### Problem A
Revise the Gen Z travel text from "As a Gen Z influencer, I’m" to "trust with us.", inclusive, and write that part again with "surveys" changed to "polls".
### Problem B
Collect every line of the rows that contains the string "dark", matching its case exactly.

### Text provided
╭──

Large publishers such as Forbes, Inc.com, Kasasa, and McKinsey collectively agree that Generation Z officially ranges from those born from 1995 to 2010, and in 2019 would range from age 9 to 24. Thus, as a newly 24-year-old, I am right at the Gen Z cusp. However, my brand isn’t!
“Packs Light” is devoted to supporting young people to travel as early as possible, particularly targeting females in the 16 to 26-year-old age range. In fact, my Young Traveler’s Network Facebook Group consists of 600+ young travelers age 13-26, of which 55% are Gen Zs. Similar demographics reflect my more than 12.6K followers on Instagram followers as well.
Having done my first solo trip at only 17 years old, traveling to more than 15 new countries while in college, and winning more than $40,000 in study abroad scholarships to fund my education in Dubai, UAE for a year, I find myself an expert in and often writing about: middle & high school study abroad opportunities, undergraduate study abroad, study abroad scholarships, youth travel grants, and how to travel as a full-time college student.
As a Gen Z influencer, I’m constantly doing market research into my following. Conducting surveys on what they like to buy, what they care about, and what hinders them and excites them in travel. I am also constantly analyzing professional statistical studies done on the trends of younger generations, such as Spotify’s Culture Next Trend Report and Inc.com’s Gen Z Travel Trends.
I provide expert insight into the mind of the Gen Z consumer and can speak on what excites us in marketing, what absolutely turns us off, what campaigns have us ready to spend our money, what social media sites we are frequenting in 2019 and beyond, and what brands can do to build trust with us.

╰──

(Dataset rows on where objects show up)

╭──

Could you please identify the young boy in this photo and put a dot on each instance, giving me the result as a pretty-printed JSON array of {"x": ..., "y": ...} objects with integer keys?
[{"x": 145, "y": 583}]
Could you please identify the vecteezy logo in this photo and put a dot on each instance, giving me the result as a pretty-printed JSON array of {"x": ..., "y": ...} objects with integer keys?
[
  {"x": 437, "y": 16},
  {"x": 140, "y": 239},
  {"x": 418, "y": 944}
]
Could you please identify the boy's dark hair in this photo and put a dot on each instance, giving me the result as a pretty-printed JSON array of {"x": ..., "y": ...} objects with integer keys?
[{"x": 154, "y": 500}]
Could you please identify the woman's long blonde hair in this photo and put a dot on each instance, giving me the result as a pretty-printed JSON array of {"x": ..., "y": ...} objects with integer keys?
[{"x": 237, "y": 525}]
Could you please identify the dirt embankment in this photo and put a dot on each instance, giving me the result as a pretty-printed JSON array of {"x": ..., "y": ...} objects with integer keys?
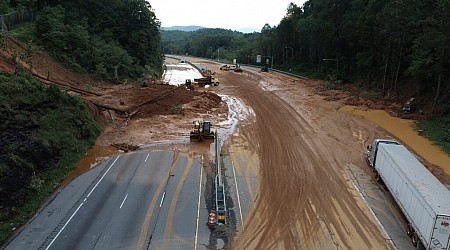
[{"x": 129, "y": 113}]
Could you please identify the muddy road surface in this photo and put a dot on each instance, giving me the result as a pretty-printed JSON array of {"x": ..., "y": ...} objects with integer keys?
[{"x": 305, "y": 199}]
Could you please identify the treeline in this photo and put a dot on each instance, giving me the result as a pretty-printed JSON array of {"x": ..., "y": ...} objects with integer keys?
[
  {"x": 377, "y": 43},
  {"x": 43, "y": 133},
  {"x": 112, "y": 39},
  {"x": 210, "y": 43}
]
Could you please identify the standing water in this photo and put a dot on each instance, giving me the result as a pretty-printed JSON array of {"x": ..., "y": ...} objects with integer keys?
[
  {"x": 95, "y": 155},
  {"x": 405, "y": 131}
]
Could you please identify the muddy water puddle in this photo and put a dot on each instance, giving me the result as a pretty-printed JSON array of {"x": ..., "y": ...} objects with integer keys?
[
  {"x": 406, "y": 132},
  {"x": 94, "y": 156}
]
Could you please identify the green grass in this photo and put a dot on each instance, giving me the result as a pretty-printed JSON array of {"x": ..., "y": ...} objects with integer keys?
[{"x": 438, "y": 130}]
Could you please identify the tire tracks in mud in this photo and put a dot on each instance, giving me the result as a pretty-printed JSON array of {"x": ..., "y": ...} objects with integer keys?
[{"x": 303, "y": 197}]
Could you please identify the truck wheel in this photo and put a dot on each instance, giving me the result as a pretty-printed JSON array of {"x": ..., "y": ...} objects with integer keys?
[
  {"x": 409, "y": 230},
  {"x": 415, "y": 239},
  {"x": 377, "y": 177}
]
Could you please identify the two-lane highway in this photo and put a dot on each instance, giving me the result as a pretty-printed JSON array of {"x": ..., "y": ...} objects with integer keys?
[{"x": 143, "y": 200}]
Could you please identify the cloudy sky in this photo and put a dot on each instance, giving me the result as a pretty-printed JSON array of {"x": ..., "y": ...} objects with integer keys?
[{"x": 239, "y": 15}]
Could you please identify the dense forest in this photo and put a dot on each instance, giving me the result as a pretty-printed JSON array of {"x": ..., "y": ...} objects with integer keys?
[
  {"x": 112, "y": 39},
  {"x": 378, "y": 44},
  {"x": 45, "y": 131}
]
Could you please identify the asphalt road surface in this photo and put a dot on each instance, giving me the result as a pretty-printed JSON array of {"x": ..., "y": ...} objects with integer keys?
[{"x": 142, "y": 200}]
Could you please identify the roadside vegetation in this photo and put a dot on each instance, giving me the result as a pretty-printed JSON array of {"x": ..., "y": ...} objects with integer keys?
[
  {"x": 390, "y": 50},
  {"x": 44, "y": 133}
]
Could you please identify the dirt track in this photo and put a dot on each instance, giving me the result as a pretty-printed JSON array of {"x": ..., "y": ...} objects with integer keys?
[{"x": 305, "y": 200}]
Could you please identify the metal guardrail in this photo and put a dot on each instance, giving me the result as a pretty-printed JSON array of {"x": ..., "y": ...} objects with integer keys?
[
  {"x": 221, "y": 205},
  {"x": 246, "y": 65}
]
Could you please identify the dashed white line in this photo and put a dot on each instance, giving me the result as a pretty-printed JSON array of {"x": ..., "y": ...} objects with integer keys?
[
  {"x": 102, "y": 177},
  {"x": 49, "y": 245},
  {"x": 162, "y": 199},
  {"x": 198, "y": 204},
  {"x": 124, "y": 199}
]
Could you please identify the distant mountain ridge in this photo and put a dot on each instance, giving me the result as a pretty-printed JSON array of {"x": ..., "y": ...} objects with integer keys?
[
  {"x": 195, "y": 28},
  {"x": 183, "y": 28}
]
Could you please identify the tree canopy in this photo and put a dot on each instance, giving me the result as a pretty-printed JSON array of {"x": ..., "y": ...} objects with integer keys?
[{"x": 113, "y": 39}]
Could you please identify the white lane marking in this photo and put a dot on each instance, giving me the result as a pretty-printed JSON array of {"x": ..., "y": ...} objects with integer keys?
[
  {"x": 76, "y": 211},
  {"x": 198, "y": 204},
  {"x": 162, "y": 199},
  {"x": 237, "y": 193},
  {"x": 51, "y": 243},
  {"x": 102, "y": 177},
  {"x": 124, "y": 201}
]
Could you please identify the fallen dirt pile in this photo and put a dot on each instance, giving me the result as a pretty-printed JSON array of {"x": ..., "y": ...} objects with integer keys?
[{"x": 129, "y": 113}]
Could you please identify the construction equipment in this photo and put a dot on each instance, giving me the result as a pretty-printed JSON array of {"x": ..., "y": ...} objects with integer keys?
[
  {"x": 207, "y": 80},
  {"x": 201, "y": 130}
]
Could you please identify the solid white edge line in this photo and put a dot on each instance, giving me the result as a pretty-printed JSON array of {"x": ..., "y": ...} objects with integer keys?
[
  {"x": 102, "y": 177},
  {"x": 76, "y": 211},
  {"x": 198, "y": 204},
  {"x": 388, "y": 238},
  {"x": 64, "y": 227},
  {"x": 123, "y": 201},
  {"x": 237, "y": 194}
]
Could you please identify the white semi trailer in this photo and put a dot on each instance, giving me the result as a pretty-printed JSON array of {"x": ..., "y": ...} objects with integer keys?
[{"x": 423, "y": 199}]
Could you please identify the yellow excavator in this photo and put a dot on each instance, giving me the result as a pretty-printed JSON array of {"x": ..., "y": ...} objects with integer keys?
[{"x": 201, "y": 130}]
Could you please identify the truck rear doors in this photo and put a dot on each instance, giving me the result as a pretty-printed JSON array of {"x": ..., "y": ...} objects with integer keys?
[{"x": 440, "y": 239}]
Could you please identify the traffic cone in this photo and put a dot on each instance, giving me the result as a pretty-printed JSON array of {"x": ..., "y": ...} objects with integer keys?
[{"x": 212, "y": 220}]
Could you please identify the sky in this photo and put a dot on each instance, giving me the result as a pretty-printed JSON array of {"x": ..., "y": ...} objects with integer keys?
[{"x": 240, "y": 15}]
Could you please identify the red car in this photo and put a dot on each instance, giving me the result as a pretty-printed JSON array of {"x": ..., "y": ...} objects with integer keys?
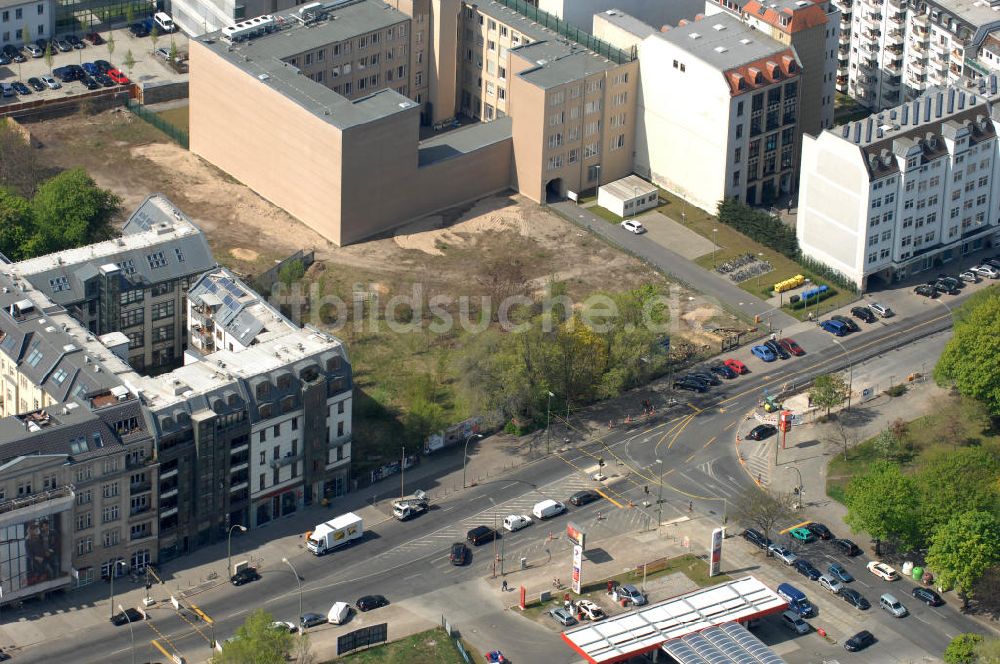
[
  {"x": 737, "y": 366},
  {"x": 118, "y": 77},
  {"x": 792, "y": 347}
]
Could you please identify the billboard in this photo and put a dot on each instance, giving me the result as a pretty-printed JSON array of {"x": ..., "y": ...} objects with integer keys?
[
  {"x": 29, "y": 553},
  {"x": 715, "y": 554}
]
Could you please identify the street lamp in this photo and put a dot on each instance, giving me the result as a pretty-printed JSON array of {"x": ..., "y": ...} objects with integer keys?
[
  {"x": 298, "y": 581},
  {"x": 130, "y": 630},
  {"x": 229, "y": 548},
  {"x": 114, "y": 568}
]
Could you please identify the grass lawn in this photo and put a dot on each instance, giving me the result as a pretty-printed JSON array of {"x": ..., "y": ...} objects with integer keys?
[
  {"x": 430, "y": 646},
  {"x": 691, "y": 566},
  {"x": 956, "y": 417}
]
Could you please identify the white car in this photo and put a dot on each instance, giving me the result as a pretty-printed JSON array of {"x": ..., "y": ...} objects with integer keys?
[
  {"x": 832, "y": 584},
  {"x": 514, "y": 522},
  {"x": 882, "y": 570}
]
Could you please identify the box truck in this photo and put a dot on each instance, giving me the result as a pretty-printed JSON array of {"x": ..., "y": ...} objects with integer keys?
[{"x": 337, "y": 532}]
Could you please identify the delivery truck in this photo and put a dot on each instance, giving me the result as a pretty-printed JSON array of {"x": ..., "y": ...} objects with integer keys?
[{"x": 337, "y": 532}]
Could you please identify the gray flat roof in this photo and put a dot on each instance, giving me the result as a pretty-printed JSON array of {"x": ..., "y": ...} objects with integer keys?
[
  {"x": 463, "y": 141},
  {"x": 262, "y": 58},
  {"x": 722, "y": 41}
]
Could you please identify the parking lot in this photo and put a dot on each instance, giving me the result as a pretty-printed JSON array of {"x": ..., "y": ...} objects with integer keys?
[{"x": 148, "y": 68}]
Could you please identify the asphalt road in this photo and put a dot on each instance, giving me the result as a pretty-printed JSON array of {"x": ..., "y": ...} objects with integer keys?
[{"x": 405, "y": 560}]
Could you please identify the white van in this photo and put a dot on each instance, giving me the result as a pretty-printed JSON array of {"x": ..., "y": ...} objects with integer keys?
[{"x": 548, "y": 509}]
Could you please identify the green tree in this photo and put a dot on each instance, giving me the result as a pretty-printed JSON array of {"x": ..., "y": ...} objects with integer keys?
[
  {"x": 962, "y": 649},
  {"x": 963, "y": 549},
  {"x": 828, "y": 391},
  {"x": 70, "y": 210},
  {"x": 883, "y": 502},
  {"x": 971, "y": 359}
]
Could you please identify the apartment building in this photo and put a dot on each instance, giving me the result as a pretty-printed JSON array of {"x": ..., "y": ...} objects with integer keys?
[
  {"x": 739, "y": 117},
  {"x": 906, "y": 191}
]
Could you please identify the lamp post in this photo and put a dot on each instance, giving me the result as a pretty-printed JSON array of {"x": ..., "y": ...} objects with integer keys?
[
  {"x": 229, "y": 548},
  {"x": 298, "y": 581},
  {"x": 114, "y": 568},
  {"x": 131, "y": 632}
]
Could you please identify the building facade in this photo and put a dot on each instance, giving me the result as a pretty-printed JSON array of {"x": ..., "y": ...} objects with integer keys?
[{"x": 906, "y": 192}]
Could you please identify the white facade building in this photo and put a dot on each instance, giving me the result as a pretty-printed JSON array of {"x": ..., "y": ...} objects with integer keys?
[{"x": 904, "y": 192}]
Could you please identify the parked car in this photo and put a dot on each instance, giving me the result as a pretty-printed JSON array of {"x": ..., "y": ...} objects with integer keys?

╰──

### Final result A
As a Gen Z influencer, I’m constantly doing market research into my following. Conducting polls on what they like to buy, what they care about, and what hinders them and excites them in travel. I am also constantly analyzing professional statistical studies done on the trends of younger generations, such as Spotify’s Culture Next Trend Report and Inc.com’s Gen Z Travel Trends.
I provide expert insight into the mind of the Gen Z consumer and can speak on what excites us in marketing, what absolutely turns us off, what campaigns have us ready to spend our money, what social media sites we are frequenting in 2019 and beyond, and what brands can do to build trust with us.

### Final result B
Could you please identify the boy's dark hair in this photo and put a dot on each instance, giving me the result as a pretty-printed JSON array of {"x": ..., "y": ...} objects with integer keys?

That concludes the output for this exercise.